AVAILABLE DATA ▸
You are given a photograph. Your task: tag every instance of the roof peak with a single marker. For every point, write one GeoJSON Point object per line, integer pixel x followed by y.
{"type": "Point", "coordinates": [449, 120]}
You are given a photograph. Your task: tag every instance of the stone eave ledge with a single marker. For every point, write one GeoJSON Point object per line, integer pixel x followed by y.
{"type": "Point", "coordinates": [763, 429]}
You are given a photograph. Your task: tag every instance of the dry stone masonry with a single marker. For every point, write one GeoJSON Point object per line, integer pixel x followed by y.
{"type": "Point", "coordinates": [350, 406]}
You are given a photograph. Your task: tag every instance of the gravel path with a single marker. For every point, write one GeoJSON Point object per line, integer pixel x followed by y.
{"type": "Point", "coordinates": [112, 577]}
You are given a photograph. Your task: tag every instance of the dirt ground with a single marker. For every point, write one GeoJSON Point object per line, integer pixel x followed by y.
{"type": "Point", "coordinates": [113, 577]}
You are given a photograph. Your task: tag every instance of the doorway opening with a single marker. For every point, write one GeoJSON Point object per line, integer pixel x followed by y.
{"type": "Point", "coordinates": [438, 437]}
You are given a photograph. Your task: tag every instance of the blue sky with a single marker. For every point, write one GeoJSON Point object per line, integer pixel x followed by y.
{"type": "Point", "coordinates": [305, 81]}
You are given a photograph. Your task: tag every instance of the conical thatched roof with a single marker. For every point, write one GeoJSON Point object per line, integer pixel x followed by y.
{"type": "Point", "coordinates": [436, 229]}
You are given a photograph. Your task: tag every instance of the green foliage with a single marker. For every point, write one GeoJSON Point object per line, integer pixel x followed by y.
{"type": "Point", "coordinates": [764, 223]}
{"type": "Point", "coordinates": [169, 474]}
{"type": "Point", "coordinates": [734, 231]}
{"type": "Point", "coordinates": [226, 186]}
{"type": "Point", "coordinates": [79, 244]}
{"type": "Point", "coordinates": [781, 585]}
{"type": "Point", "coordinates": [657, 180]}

WORK REQUIRED ▸
Write out all of the lines above verbatim.

SOLVED PROBLEM ▸
You are given a photograph. Your task: tag every instance of the roof peak with a single marker. For every point, write one GeoJSON Point object per line, integer pixel x followed by y.
{"type": "Point", "coordinates": [449, 120]}
You are given a photograph. Your task: tag every instance of the stone eave ledge with a single marker. For every point, write one GeoJSON Point object per line, integer pixel x followed by y.
{"type": "Point", "coordinates": [763, 429]}
You are given a photograph. Your task: tag every instance of the dry stone masonry with a single marker. For every point, write one GeoJSON Point object per line, integer pixel x followed by y.
{"type": "Point", "coordinates": [350, 406]}
You are given a photograph. Your task: tag every instance of the gravel path with a single marker. For every point, write one GeoJSON Point object per line, integer pixel x followed by y.
{"type": "Point", "coordinates": [112, 577]}
You are given a photograph. Your task: tag every instance of the dirt ground with a single marker. For every point, write one GeoJSON Point object per line, integer pixel x followed by y.
{"type": "Point", "coordinates": [113, 577]}
You are given a photograph. Your task: tag every instance of the doorway opening with a single marker. For every point, write one GeoJSON Point object per line, integer pixel x followed by y.
{"type": "Point", "coordinates": [438, 437]}
You are given a photograph. Your task: tag every instance of the blue sky with a single marker. For every point, write one GeoJSON Point object per line, integer pixel x followed by y.
{"type": "Point", "coordinates": [305, 81]}
You are given a photograph. Your task: tag every instance of the conical thatched roof with a single marker. For every point, write one GeoJSON Point object per line, integer pixel x followed by y.
{"type": "Point", "coordinates": [436, 229]}
You are given a photograph. Your task: tag every instance of the green foliage with a single marker. For every point, write one GeoJSON Point object per line, integer pixel x followed by y.
{"type": "Point", "coordinates": [764, 223]}
{"type": "Point", "coordinates": [169, 474]}
{"type": "Point", "coordinates": [734, 231]}
{"type": "Point", "coordinates": [226, 186]}
{"type": "Point", "coordinates": [79, 244]}
{"type": "Point", "coordinates": [781, 585]}
{"type": "Point", "coordinates": [657, 180]}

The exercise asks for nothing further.